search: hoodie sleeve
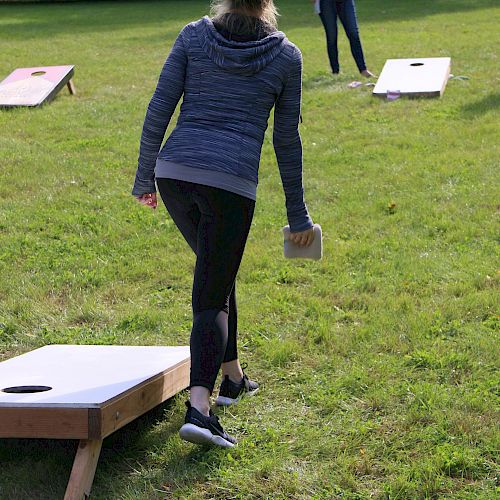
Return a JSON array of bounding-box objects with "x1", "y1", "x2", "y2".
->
[
  {"x1": 132, "y1": 27, "x2": 187, "y2": 196},
  {"x1": 273, "y1": 47, "x2": 313, "y2": 232}
]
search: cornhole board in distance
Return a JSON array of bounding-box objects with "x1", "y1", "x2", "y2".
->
[
  {"x1": 0, "y1": 345, "x2": 190, "y2": 500},
  {"x1": 0, "y1": 66, "x2": 75, "y2": 108},
  {"x1": 373, "y1": 57, "x2": 451, "y2": 97}
]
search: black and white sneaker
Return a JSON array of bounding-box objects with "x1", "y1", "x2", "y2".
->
[
  {"x1": 179, "y1": 401, "x2": 236, "y2": 448},
  {"x1": 215, "y1": 372, "x2": 259, "y2": 406}
]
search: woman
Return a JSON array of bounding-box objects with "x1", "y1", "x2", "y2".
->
[
  {"x1": 311, "y1": 0, "x2": 375, "y2": 78},
  {"x1": 132, "y1": 0, "x2": 314, "y2": 447}
]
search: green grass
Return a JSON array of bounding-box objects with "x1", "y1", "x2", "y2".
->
[{"x1": 0, "y1": 0, "x2": 500, "y2": 500}]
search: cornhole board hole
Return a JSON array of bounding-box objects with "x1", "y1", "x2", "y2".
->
[
  {"x1": 0, "y1": 66, "x2": 75, "y2": 108},
  {"x1": 0, "y1": 345, "x2": 190, "y2": 500},
  {"x1": 373, "y1": 57, "x2": 451, "y2": 97}
]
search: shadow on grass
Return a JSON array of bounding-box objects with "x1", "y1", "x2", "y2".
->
[
  {"x1": 0, "y1": 400, "x2": 227, "y2": 500},
  {"x1": 461, "y1": 93, "x2": 500, "y2": 118},
  {"x1": 0, "y1": 0, "x2": 497, "y2": 40}
]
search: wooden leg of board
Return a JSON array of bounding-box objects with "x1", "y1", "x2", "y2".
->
[
  {"x1": 64, "y1": 439, "x2": 102, "y2": 500},
  {"x1": 66, "y1": 80, "x2": 76, "y2": 95}
]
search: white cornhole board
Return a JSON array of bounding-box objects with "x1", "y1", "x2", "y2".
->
[
  {"x1": 373, "y1": 57, "x2": 451, "y2": 97},
  {"x1": 0, "y1": 345, "x2": 190, "y2": 500}
]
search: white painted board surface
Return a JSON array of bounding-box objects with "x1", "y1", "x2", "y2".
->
[
  {"x1": 0, "y1": 345, "x2": 190, "y2": 408},
  {"x1": 373, "y1": 57, "x2": 451, "y2": 97}
]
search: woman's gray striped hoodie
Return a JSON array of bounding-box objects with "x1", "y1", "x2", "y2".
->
[{"x1": 132, "y1": 17, "x2": 312, "y2": 231}]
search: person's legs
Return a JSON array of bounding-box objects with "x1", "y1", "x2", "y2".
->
[
  {"x1": 319, "y1": 0, "x2": 340, "y2": 73},
  {"x1": 157, "y1": 179, "x2": 255, "y2": 415},
  {"x1": 191, "y1": 186, "x2": 255, "y2": 391},
  {"x1": 336, "y1": 0, "x2": 366, "y2": 72}
]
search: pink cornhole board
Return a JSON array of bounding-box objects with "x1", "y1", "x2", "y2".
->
[{"x1": 0, "y1": 66, "x2": 75, "y2": 108}]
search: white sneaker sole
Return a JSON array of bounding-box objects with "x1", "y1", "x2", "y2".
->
[
  {"x1": 179, "y1": 424, "x2": 234, "y2": 448},
  {"x1": 215, "y1": 388, "x2": 259, "y2": 406}
]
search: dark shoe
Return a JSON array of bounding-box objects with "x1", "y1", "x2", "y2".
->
[
  {"x1": 215, "y1": 366, "x2": 259, "y2": 406},
  {"x1": 179, "y1": 401, "x2": 236, "y2": 448}
]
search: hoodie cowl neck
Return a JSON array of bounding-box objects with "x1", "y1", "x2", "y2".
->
[{"x1": 196, "y1": 16, "x2": 287, "y2": 76}]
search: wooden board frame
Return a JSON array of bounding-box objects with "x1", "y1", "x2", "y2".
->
[
  {"x1": 373, "y1": 57, "x2": 451, "y2": 98},
  {"x1": 0, "y1": 360, "x2": 190, "y2": 439},
  {"x1": 0, "y1": 348, "x2": 191, "y2": 500}
]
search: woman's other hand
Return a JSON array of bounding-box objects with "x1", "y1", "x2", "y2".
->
[
  {"x1": 288, "y1": 227, "x2": 314, "y2": 247},
  {"x1": 135, "y1": 193, "x2": 158, "y2": 210}
]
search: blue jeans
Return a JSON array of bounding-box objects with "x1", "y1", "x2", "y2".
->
[{"x1": 319, "y1": 0, "x2": 366, "y2": 73}]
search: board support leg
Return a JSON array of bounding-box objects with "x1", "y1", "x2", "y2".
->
[
  {"x1": 64, "y1": 439, "x2": 102, "y2": 500},
  {"x1": 66, "y1": 79, "x2": 76, "y2": 95}
]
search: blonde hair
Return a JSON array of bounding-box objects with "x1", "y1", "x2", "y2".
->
[{"x1": 210, "y1": 0, "x2": 279, "y2": 29}]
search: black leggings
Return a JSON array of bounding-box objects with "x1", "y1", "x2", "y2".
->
[{"x1": 156, "y1": 178, "x2": 255, "y2": 392}]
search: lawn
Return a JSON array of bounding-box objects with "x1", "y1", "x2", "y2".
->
[{"x1": 0, "y1": 0, "x2": 500, "y2": 500}]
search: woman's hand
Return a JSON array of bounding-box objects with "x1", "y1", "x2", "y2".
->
[
  {"x1": 135, "y1": 193, "x2": 158, "y2": 210},
  {"x1": 288, "y1": 227, "x2": 314, "y2": 247}
]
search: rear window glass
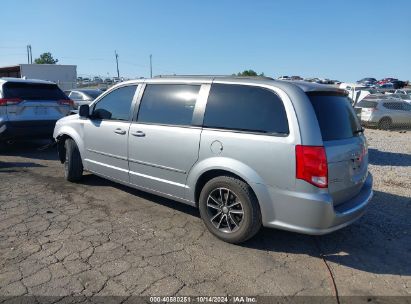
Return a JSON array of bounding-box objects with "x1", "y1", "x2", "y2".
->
[
  {"x1": 357, "y1": 99, "x2": 377, "y2": 109},
  {"x1": 3, "y1": 82, "x2": 67, "y2": 100},
  {"x1": 308, "y1": 93, "x2": 361, "y2": 141}
]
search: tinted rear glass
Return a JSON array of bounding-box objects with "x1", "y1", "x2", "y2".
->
[
  {"x1": 308, "y1": 94, "x2": 361, "y2": 141},
  {"x1": 3, "y1": 82, "x2": 67, "y2": 100}
]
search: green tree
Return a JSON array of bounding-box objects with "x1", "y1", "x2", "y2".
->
[
  {"x1": 237, "y1": 70, "x2": 264, "y2": 76},
  {"x1": 34, "y1": 52, "x2": 59, "y2": 64}
]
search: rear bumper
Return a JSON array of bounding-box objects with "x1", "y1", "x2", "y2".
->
[
  {"x1": 0, "y1": 120, "x2": 56, "y2": 140},
  {"x1": 263, "y1": 174, "x2": 373, "y2": 235}
]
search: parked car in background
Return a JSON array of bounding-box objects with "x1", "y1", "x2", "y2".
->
[
  {"x1": 65, "y1": 89, "x2": 103, "y2": 109},
  {"x1": 54, "y1": 77, "x2": 373, "y2": 243},
  {"x1": 0, "y1": 78, "x2": 73, "y2": 145},
  {"x1": 376, "y1": 78, "x2": 398, "y2": 85},
  {"x1": 389, "y1": 93, "x2": 411, "y2": 103},
  {"x1": 355, "y1": 96, "x2": 411, "y2": 130},
  {"x1": 377, "y1": 82, "x2": 395, "y2": 92}
]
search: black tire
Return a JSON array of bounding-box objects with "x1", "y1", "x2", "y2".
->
[
  {"x1": 378, "y1": 117, "x2": 392, "y2": 130},
  {"x1": 64, "y1": 138, "x2": 83, "y2": 182},
  {"x1": 199, "y1": 176, "x2": 261, "y2": 244}
]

......

Exercise.
Collect every line of the entries that contains the string "hand", treating uppercase and lowercase as distinct.

Task answer.
search: woman's other hand
search: woman's hand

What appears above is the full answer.